DESCRIPTION OF THE TASK >> Copy each record exactly as it reads, leaving out any pictures it holds.

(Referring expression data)

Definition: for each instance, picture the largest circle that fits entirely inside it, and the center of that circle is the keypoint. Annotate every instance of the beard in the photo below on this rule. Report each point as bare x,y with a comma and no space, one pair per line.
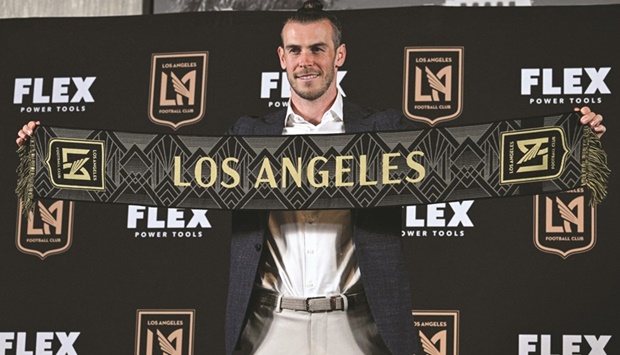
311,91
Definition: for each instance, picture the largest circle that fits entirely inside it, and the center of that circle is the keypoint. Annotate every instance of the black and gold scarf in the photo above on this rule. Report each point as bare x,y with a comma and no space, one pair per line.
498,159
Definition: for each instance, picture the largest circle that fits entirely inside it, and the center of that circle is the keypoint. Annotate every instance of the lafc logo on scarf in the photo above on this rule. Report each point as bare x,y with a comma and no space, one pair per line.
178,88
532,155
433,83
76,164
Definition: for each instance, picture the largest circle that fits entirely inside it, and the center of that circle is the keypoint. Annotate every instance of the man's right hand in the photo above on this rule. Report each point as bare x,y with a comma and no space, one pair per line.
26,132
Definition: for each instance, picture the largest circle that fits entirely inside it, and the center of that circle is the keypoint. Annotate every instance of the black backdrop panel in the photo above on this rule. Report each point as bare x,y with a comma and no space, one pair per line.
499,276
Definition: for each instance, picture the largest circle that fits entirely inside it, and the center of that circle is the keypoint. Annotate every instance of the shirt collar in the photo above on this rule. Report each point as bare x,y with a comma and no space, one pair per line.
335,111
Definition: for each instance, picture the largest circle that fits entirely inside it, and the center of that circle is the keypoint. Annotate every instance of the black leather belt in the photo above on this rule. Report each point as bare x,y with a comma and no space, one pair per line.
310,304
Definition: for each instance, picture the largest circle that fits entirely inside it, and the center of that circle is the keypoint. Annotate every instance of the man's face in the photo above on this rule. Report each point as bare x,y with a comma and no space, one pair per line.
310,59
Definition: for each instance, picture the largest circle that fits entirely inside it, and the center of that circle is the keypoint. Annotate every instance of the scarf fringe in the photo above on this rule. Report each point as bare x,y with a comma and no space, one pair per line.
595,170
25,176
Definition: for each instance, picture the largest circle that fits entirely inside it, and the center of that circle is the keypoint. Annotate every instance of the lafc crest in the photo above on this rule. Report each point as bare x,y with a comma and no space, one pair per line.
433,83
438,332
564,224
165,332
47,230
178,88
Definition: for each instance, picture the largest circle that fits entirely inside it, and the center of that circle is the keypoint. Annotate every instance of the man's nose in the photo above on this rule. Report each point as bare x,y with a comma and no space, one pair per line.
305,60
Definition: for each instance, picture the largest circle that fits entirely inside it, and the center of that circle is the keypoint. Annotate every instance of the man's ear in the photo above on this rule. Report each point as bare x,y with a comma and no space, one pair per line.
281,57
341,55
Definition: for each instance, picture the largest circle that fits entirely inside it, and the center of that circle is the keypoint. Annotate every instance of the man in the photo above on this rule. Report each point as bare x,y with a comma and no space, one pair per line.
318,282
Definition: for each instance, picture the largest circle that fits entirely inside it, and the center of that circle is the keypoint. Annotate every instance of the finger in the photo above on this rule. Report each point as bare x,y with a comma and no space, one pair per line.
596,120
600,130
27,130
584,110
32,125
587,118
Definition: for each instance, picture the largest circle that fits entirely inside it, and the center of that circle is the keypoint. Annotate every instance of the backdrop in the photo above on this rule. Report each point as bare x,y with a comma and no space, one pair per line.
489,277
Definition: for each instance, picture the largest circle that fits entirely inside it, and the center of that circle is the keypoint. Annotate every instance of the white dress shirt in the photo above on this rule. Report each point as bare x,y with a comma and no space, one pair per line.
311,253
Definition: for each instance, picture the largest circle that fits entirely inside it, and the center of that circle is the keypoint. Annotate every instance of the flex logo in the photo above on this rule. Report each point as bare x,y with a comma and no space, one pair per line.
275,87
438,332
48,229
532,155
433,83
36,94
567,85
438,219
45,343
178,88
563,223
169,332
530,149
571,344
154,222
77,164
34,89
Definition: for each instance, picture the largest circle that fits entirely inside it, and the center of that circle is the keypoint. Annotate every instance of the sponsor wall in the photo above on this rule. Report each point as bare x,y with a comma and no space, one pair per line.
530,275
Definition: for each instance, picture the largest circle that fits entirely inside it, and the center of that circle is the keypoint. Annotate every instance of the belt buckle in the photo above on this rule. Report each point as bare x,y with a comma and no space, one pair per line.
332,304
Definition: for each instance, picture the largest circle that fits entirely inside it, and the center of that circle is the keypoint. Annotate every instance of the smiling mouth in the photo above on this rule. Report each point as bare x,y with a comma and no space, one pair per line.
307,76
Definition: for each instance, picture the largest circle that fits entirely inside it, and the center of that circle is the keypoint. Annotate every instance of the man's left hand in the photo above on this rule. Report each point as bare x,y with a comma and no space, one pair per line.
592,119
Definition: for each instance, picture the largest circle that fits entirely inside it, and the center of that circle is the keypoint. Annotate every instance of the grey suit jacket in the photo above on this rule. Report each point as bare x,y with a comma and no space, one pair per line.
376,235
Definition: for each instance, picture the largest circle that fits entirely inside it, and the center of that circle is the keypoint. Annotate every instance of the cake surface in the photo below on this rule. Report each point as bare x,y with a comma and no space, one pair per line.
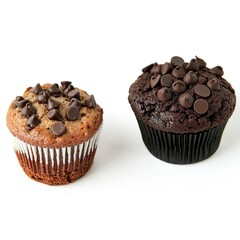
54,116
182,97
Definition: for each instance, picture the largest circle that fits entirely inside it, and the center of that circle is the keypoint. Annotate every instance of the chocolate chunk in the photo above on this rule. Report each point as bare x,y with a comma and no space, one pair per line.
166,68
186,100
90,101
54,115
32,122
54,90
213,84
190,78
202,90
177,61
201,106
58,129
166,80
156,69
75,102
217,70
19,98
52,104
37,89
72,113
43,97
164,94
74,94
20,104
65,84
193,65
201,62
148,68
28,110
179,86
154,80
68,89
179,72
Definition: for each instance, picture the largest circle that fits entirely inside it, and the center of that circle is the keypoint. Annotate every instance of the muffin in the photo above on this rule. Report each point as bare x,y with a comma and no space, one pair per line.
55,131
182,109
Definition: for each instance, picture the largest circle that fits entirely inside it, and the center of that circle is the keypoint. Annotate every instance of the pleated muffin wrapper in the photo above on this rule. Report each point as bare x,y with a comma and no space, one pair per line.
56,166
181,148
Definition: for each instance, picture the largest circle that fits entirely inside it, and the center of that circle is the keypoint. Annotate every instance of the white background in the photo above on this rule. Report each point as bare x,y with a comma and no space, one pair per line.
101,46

RESPONSE TO THIS EXERCISE >>
Definition: for each instance, picture the largest circle that fits entirely inside it, and the center of that circle is the keypoint. Annotate every instance of the beard in the photo below on this rule. Report each point as bare x,y with a comma and no space, one pair per line.
311,91
Definition: for each instance, picture the largest circle that fits entirely inside it, and the center of that circle is the keypoint. Annotate every instance of the black and gold scarf in the photo above on this rule. Report each point as bare x,y with a comma and no space, one pair per line.
498,159
Definition: for each instance, picture the largest circle that fits entirely inside it, and the center of that circle is the keypoint. Annotate every instance of the lafc logo on scarf in the photo above on this rule. Report each point as bare x,y with a comma and no space, one pair per line.
178,88
532,155
433,83
76,164
Definition: for each instance, picture the largest circle that fits entirely inside it, and the center of that circle is the keypoint. Annotate every instance of the man's right hand in the photo above on this rule. Report each point as bare x,y with a comma and no space, one pair per line.
26,132
Definition: for each instance, picture the largest circle that fits entirely inside it, and the center of that circle is the keypoint. Annotate every instance of the black backdrop panel in the photo above on this rule. Report each point as bare x,y with a comma and no space, one pair per line.
499,276
Definition: for each instance, picture the largest circle that fits entirely inside it, and the center of that circle is the keypoint. Annotate every instance of the shirt collar in the photo above on this rule. Report each point as bare x,y with a comma and no space, one pair per line.
335,111
Definition: for each instance, picture the largest circle that fits entirely inside it, and the center of that circle is the keypoint. Annotate every instance of the black leather belt in the photo above on this rule. Report each point as bare x,y with a comma and no space, one pair per line.
310,304
Definition: for each instance, picture the largest circle that fits entirely inside it, and the center of that circle is the keypoint. Annotate every instance of the man's face in the photo above on this rule. Report each point as bare x,y with a comma and no space, one pair per line.
310,59
Definition: for each instance, picture the largest circle that fits entirely inside it, and the center of that circle is the keypoint. Annotate every instance of the scarf fringe in the photo above on this rule. Report each point as bare x,y with a comma and no space, one pair per line.
595,170
25,176
Definition: for each instance, picture the largest circle that fits entirely inside it, and the center of that circle is the keypoint. Annotate every instance of the lafc crest in the photo above on this rule. Report each point as bare x,y with a comma and no space, one pair per line.
433,83
438,332
564,224
165,332
47,230
178,88
Definition: for each instance, picture the largest circle that fits entirely inside it, and the center of that circle is the keypoint. Annotate every instance of the man's nose in the photo above on this rule. Report each point as bare x,y with a comma and no space, one pair per line.
305,60
Definition: for each instance, picture the largest circle that fits entirely inside it, and the center of that circle is the keypoint. Annotate every instance of the man's ear in the photo above on this rule. Report each point as bare x,y with a comma and no space, one pair per line.
281,57
341,55
Definition: for each instance, picture the largest circle that fits entirely inside it, and the center of that circle is the keypoint. Annotate every instance of the man in the photo above on this rule. Report each point as bare x,y with a comma and no space, one pair per line.
318,282
Definition: for each instance, picture the largest circle that fits entirely inside it, and the center of that circle is the keypoint. Annotate every instance of the finger in the photo above on this rule. Report each point as bare x,y with a comma and no space, one pair per line.
596,120
600,130
27,130
584,110
32,125
587,118
Definition: for each instance, picture the largest circle that fits entirely inside it, and the center of that circle is the keypoint. Annotate every instance of the backdrop in the photo above on this rule. Report each point as bare x,y with a comma and no space, one pair per line.
489,277
Definition: for each instance, picture the largest circle that fits entirely inside it, and the center of that circle is the keypoint. Annotate every instance of the white dress shirt in the photo above on this rule. Report each point as bare x,y with a comma and no space, one pair per line.
311,253
Definition: for each instance, picture the largest circle that fits entirely inside it, and the center of that circle is the keypoint. Annotate every instance of the flex logo in the photo above on this rule. Report each point as bare x,y with a comma and no space, one pair per line.
275,87
438,332
48,229
532,155
433,83
36,94
567,85
438,219
45,343
178,88
563,223
169,332
530,149
571,344
154,222
77,164
34,89
Definition: for each instance, picture the largest circle that fits entirely inside it, and the center of that circle is the keypoint. Annotate every instance of the sponsor wall in the photo above on this rule. Report each point as bare x,y with a comma and no space, one pair per line.
530,275
Definition: for each instance, picture the largest circle that fits entirely inside it, and the center of that circle is the keypoint. Annotate every instance of the belt buckle in the photo above on this rule. Report each point as bare x,y with a comma and no space, one pair per line.
332,304
Definition: for each instance, picture the largest circle that fits entirely inside it, and the center of that circle is the keypoint. Annotate every instance of the smiling mouth in the photo above on this rule. Report each point as bare x,y with a comma and no space, one pair per line.
307,76
Definition: for each instance, picture the largest circle that fits entirely inside it, and the center of that circle is the keypoint. Annotate every instance of the man's left hand in the photo above on this rule. Report each point as bare x,y with a comma and no space, one pair per line.
592,119
Definition: for each instance, picture the largest circle that fits entirely inside it, and the center of that circle is the keypoint. Annotate every instance of the grey suit jacket in the photo above on this rule. Report each point as bare x,y with a comma and no space, one pair per line.
376,235
Definition: for each instance, picture the largest circle that fits entirely inside it, and the center of that circle is the keypoint. Annotate every instance of the cake surface in the photo below on this rule. Report each point as bare x,y with a comma and no space, one pair per line.
54,116
182,97
Definition: for each instance, picture the largest circle that fits entirely inside it, and the center of that circle is the keypoint. Annotate every instance of the chocolate chunk in the photo above on this rule. Report each point as bare x,y with a comma and no space, one pair per line.
166,68
186,100
90,101
54,115
32,122
54,90
213,84
190,78
202,90
177,61
201,106
58,129
166,80
156,69
75,102
217,70
19,98
52,104
37,89
72,113
43,97
164,94
74,94
20,104
65,84
193,65
201,62
148,68
28,110
179,86
154,80
68,89
179,72
Definition: for each instance, picture the largest circle that fits entirely inside it, and the center of that circle is the keypoint. Annotate every instance of the muffin in the photo above on this rule. Report each point as bare x,y with a comma and no space, one pair per line.
55,131
182,109
Definition: for each instance, picture the largest circle that fits entirely inside it, and the center of that circle is the keypoint. Annotate every instance of the pleated muffin wrapper in the photo above on this rule. Report each point as bare x,y with a comma and no space, one pair per line.
56,166
181,148
Definition: for each instance, picture the largest circle that fits entirely inside it, and the center of that circle is the keypoint. Annotate every instance of the white background in the photo above on this rule. Report each point as bare x,y with a comma and no space, one pair per line.
101,46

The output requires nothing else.